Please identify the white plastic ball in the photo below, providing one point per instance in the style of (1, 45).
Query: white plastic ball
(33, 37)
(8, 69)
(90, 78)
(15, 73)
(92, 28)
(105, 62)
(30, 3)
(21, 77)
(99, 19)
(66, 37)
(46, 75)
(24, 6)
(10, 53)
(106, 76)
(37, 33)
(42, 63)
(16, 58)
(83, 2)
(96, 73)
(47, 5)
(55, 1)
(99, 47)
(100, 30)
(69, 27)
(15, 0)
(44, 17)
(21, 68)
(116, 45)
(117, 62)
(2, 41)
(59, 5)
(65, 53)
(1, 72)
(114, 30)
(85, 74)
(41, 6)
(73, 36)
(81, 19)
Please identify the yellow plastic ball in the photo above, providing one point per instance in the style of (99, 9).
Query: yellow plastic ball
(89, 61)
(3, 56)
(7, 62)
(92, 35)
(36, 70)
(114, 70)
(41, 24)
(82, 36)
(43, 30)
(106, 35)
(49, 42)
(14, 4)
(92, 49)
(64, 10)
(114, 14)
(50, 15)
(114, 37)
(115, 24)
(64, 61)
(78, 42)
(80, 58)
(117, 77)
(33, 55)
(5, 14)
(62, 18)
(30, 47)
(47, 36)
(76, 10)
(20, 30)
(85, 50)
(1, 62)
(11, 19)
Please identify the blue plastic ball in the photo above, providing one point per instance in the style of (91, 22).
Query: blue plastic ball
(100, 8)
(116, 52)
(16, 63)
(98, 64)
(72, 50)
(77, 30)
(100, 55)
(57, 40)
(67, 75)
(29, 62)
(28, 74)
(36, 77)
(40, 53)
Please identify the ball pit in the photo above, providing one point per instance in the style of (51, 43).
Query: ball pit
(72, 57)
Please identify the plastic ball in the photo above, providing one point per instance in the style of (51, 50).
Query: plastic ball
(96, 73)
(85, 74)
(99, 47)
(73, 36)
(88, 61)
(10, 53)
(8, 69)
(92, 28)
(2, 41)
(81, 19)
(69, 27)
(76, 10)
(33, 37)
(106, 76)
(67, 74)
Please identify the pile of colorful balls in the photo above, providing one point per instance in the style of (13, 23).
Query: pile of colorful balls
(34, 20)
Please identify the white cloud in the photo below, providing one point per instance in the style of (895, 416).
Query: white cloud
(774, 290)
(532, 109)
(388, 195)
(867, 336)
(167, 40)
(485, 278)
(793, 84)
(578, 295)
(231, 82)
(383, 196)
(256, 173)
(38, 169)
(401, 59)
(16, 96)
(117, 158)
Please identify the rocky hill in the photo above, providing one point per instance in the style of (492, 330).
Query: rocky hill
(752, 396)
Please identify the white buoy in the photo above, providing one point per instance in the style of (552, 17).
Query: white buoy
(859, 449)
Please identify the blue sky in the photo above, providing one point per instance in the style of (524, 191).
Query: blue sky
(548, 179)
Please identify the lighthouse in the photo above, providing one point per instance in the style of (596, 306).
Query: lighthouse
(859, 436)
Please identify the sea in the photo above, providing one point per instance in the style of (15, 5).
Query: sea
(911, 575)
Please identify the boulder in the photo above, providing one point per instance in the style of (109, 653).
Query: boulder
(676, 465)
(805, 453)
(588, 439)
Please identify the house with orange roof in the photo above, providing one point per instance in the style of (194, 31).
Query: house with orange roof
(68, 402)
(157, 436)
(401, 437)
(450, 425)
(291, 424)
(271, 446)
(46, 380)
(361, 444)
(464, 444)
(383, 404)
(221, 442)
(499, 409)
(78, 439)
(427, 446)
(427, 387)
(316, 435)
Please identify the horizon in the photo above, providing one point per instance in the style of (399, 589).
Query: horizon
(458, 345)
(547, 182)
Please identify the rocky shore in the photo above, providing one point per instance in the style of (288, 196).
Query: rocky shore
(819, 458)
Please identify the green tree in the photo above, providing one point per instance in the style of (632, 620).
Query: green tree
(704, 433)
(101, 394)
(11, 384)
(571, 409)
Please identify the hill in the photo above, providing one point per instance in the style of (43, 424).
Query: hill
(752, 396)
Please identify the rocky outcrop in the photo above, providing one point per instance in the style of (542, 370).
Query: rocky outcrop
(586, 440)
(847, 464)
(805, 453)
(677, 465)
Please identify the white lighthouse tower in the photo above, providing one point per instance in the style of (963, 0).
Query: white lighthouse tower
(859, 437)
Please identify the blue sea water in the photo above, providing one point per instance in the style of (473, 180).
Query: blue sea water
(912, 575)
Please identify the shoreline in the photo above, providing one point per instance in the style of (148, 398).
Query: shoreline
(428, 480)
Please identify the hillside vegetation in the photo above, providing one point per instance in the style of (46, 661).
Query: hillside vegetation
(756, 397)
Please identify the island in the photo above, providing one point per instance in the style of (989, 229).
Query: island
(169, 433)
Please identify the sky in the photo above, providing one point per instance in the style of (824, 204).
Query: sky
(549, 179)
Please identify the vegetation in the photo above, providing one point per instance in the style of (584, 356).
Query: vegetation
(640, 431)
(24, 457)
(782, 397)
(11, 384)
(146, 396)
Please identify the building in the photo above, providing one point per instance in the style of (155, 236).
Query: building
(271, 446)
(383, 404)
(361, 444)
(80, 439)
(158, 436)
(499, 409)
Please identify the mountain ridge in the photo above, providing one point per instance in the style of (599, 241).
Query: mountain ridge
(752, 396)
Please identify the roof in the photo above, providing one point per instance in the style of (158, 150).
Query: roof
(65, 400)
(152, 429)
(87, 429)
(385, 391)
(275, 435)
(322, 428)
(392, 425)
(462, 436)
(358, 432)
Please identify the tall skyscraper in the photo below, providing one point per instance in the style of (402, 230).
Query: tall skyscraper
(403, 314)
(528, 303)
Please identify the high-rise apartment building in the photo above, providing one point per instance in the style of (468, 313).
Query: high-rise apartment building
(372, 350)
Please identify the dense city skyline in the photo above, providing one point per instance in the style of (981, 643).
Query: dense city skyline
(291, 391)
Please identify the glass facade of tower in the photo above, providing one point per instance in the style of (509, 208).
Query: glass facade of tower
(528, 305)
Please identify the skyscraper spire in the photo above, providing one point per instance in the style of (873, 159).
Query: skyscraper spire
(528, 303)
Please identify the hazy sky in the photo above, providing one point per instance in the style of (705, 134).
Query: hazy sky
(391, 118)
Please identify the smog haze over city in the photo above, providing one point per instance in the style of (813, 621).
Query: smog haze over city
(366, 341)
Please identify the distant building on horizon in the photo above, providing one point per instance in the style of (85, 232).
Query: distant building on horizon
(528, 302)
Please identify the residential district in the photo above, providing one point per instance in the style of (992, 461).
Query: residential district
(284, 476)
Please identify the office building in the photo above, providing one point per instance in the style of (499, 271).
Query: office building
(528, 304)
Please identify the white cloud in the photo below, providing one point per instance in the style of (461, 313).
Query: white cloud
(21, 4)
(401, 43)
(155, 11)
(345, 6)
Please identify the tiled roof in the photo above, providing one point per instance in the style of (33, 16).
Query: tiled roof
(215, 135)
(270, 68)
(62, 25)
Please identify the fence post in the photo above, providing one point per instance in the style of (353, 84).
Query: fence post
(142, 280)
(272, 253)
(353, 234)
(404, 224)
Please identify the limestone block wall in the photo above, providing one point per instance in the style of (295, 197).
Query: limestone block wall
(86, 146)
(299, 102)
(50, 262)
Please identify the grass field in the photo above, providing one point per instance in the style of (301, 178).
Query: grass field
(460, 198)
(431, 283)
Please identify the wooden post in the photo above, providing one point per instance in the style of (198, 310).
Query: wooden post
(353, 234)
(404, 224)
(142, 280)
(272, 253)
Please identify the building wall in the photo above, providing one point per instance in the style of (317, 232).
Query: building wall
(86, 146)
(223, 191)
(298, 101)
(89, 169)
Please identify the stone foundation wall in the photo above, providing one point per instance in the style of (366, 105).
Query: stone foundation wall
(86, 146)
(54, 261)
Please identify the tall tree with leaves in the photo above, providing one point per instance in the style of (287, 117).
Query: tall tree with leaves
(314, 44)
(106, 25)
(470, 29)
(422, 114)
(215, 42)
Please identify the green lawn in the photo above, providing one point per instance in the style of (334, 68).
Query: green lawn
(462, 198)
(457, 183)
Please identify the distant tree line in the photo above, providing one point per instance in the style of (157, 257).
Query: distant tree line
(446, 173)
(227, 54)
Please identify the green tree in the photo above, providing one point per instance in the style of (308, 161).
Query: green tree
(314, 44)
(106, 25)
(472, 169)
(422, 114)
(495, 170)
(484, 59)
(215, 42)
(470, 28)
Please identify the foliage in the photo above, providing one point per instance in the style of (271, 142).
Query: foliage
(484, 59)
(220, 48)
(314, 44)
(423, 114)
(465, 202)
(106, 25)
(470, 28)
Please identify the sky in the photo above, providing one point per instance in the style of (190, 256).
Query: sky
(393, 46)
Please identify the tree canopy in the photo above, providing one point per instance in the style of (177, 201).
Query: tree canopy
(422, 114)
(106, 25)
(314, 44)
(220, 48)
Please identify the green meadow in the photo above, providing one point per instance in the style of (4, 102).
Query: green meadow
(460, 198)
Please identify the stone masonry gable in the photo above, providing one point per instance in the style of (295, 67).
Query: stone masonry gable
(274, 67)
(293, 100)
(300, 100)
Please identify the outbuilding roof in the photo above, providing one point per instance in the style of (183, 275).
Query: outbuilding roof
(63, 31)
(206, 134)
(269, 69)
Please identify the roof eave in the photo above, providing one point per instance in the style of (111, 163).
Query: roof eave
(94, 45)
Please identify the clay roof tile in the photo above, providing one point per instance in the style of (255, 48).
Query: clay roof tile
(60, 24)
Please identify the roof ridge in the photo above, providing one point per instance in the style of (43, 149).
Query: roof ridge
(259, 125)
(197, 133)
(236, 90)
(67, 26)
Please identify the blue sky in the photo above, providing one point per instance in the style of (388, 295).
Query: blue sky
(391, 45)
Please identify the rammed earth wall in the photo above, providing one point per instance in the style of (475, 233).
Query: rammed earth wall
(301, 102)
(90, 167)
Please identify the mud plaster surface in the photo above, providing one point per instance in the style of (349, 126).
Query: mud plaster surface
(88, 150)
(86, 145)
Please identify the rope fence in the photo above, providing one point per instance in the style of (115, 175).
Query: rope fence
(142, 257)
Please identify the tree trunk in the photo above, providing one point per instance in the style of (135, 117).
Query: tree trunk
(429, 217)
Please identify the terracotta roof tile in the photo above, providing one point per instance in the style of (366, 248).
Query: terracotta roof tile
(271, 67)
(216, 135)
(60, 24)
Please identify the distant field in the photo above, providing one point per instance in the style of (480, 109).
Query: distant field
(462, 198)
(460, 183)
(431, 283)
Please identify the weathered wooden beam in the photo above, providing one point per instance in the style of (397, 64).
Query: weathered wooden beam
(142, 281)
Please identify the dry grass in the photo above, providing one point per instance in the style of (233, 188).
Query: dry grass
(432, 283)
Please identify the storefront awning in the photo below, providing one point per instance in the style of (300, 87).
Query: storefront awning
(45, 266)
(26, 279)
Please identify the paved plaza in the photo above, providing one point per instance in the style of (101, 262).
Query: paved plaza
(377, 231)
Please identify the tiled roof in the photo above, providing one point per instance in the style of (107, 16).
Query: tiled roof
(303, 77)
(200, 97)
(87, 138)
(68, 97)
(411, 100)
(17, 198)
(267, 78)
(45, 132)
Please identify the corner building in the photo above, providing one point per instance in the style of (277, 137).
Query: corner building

====

§ **THE EXERCISE**:
Include both ends. Return the line holding "Please identify the distant field" and all lines after it in the records above, exactly as written.

§ **TASK OUTPUT**:
Please identify the distant field in the photo above, providing one point per instance in the style of (480, 109).
Query: distant field
(462, 198)
(460, 183)
(431, 283)
Please identify the weathered wooden beam in the photo above, providing one point per instance in the style of (397, 64).
Query: weathered wooden beam
(142, 281)
Please identify the dry grass in the photo above, providing one point per instance in the style of (233, 188).
Query: dry grass
(432, 283)
Please identify the storefront awning in the photo below, providing one point per instance in the style of (300, 87).
Query: storefront awning
(45, 266)
(26, 279)
Please identify the paved plaza in the photo above, providing one point per instance in the style of (101, 262).
Query: paved plaza
(377, 231)
Please identify the tiled roof in the photo above, providing one point per instance in the style of (107, 16).
Query: tiled roof
(303, 77)
(200, 97)
(87, 138)
(68, 97)
(411, 100)
(17, 198)
(267, 78)
(45, 132)
Please identify the corner building in the photo above, providing one point per instance in the style of (277, 137).
Query: corner building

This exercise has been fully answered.